Task item:
Continue the passage on public discourse during the Covid era, starting after its last sentence.

Provided passage:
_ _ _ _
On the other side were equally rabid critics who argued that, far from locking down too late, the government should never have locked down at all. There was no acknowledgment of the uncertainty faced by minsters; no recognition that it was possible for decent people to disagree in good faith. No, anyone who took a different position had to be stupid, and possibly evil. When minor restrictions were placed on the unvaccinated, Hitler was cited again; another confirmation of Godwin’s law. Websites such as Lockdown Sceptics rose up like cancers, metastasising across the internet, sucking rationality from the debate like intergalactic debris into a black hole.
In short, what the Covid era reveals is the shocking decline in the standard and probity of public discourse. It is hardly novel to place the social media at the centre of this malaise, but we perhaps fail to grasp how it has infected other areas of our lives. Think back to how television functioned during the pandemic — the constant attempts to ask “gotcha” questions rather than elicit information. This was not because interviewers were superficial but because they had an eye to how the clip might go viral later in the day.
_ _ _ _
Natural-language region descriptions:

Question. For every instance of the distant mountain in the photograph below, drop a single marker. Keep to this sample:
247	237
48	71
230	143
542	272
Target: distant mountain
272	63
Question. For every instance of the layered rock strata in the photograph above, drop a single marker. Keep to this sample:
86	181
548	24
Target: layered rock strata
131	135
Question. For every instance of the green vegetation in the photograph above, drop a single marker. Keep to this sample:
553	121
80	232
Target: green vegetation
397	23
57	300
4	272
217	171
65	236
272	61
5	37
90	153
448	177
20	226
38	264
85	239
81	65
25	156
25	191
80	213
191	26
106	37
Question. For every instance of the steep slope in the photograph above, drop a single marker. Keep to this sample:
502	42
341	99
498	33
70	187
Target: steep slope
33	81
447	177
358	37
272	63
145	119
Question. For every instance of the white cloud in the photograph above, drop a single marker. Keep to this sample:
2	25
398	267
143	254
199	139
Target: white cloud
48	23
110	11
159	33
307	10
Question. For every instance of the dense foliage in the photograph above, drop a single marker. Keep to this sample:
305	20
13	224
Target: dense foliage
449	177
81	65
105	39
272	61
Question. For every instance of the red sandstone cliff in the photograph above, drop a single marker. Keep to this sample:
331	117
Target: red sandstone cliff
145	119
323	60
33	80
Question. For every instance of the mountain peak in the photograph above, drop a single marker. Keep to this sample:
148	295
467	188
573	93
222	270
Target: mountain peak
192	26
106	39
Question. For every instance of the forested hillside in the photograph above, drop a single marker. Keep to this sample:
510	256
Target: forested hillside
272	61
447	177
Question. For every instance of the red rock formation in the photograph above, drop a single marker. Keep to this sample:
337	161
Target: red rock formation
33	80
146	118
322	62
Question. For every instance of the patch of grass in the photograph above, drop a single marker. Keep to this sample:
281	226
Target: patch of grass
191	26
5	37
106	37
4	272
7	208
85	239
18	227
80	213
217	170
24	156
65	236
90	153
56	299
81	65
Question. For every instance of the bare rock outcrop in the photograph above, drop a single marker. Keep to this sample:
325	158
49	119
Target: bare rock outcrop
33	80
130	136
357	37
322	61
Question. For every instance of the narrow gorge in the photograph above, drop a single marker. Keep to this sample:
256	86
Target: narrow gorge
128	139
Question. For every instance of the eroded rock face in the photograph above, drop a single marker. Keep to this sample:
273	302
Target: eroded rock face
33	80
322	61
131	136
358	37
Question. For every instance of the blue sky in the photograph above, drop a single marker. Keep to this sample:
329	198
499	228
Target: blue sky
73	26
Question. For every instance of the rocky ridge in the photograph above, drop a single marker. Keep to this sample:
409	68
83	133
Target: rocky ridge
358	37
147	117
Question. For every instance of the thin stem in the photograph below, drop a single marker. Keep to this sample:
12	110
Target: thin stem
_ _ _ _
Response below:
A few days ago I came across a video that showed an interview of Harold Wilson after the 1970 general election, and it was almost shocking to behold probing questions and direct answers. David Dimbleby was actually seeking to extract information on behalf of viewers, and the prime minister was doing his best to oblige. Political discourse was by no means perfect back then, but a cursory glance at these fragments of history reveals the vivid contrast with the sewers we occupy today.
But let me suggest that it is no good blaming social media for the rise of the divisive and sensational. It is time for the public to take responsibility, too. I am talking about those who mindlessly retweeted “eugenics” hashtags; those who amplified the rants of mouthy radio presenters on the one hand and lockdown sceptics on the other; and those who danced on the graves of elected officials who succumbed to gotcha questions, revelling in their discomfort without a scrap of empathy.
It has become de rigueur to condemn the shiftiness and evasiveness of politicians, but can you blame them when they are beset with these elephant traps? Can you blame them when they see Twitter mobs circling, hoping for another kill? Can you blame them when they make difficult decisions in what they perceive to be the public interest only to be condemned as Nazis by one side and fascists by the other?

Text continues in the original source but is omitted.